→ **Data records**:

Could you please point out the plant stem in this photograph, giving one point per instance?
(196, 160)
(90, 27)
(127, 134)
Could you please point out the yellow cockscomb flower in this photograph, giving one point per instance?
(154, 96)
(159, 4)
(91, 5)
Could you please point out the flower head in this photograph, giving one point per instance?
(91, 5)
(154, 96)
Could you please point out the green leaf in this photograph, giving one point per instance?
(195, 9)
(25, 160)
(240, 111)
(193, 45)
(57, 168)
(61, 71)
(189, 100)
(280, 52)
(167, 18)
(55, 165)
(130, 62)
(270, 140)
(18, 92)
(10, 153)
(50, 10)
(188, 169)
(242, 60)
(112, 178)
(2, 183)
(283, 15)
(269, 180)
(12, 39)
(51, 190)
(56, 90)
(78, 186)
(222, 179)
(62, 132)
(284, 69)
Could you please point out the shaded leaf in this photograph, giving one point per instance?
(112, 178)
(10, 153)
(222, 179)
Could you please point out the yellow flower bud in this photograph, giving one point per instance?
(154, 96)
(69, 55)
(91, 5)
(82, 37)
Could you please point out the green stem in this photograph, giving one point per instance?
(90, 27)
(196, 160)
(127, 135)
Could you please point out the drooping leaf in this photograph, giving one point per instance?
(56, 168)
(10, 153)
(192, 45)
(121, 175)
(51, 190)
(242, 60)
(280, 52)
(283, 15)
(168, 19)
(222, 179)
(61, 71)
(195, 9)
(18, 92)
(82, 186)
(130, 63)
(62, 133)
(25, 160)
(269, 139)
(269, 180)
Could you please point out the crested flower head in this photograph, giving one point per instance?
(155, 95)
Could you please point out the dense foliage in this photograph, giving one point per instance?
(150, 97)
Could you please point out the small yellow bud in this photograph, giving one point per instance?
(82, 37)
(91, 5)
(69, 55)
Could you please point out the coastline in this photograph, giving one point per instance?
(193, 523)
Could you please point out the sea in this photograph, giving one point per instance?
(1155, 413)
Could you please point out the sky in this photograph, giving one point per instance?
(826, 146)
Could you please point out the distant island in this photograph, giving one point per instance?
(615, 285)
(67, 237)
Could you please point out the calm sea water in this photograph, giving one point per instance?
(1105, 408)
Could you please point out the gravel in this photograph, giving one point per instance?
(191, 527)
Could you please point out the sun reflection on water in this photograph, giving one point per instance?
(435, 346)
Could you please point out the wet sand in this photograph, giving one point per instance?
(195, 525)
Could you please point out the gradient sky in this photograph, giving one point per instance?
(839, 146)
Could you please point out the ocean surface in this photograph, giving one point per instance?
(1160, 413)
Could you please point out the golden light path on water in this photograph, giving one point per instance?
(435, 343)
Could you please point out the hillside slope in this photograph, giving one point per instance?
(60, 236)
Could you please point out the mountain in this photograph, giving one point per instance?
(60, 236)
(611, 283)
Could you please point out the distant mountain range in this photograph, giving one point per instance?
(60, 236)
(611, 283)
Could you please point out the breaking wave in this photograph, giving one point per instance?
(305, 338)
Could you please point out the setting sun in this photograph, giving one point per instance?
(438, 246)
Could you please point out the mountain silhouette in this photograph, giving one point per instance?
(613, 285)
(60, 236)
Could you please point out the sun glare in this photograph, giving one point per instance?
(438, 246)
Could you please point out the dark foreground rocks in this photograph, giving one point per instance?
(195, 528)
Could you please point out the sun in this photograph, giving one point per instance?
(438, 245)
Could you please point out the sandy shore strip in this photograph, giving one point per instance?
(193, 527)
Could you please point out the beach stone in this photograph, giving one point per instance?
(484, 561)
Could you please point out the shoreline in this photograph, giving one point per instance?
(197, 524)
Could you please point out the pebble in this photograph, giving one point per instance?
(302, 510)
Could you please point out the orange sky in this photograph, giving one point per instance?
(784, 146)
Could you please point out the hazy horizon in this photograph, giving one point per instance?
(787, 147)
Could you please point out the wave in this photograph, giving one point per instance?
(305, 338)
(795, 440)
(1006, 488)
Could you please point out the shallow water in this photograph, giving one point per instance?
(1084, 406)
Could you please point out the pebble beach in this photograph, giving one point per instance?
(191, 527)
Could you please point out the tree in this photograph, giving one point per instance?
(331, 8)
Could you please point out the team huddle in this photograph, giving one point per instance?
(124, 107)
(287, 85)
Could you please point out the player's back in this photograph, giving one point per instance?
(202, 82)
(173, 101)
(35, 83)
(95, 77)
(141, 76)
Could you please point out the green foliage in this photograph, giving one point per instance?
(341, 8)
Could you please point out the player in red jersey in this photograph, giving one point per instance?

→ **What you have to do**: Put the data from the line containing "Could you please point out the sun glare" up to and including the final line into a Markdown table with the columns Row and Line, numbering each row and skipping blank lines.

→ **Response to this task**:
| Row | Line |
|---|---|
| 1 | Could you please point out the sun glare in this photograph, giving one point per instance? |
| 2 | (438, 246) |
| 3 | Could you please point out the dark foreground rocks in this photograph, giving one point per instance? |
| 4 | (195, 528) |
| 5 | Could you please point out the sun in this photograph, giving one point per instance? |
| 6 | (438, 245) |
| 7 | Could you please point out the sandy shore strip in this photograph, giving one point per instance? |
| 8 | (193, 527) |
| 9 | Could you please point out the beach stone in this photograph, giving one point per instance? |
| 10 | (484, 561) |
| 11 | Could you please point out the shoreline in this photograph, giving one point per instance? |
| 12 | (197, 524) |
| 13 | Could you please point out the pebble in this photograph, giving one point per instance? |
| 14 | (302, 510) |
| 15 | Could you please point out the orange sky in this photograph, giving one point per instance? |
| 16 | (784, 146) |
| 17 | Could you please point out the hazy horizon in this photograph, giving one point per instance? |
| 18 | (787, 147) |
| 19 | Could you please point out the wave in this photograph, giving one point per instance? |
| 20 | (305, 338) |
| 21 | (795, 440) |
| 22 | (1006, 488) |
| 23 | Could you please point out the shallow water in this photograph, giving one point per instance? |
| 24 | (1084, 406) |
| 25 | Could you please point out the pebble beach in this photograph, giving one point per instance? |
| 26 | (191, 527) |
| 27 | Could you please point out the tree in this photograph, giving one point per instance? |
| 28 | (331, 8) |
| 29 | Could you please point out the team huddle in this photograph, giving one point per instance? |
| 30 | (124, 107) |
| 31 | (287, 85) |
| 32 | Could you please point out the player's back in this photograph, giving one point per instance? |
| 33 | (202, 82) |
| 34 | (173, 101) |
| 35 | (35, 83) |
| 36 | (95, 77) |
| 37 | (141, 76) |
| 38 | Could you please point out the green foliage in this photograph, giving one point per instance? |
| 39 | (341, 8) |
| 40 | Could you please point out the player in red jersey in this photograph, giving one point per instance? |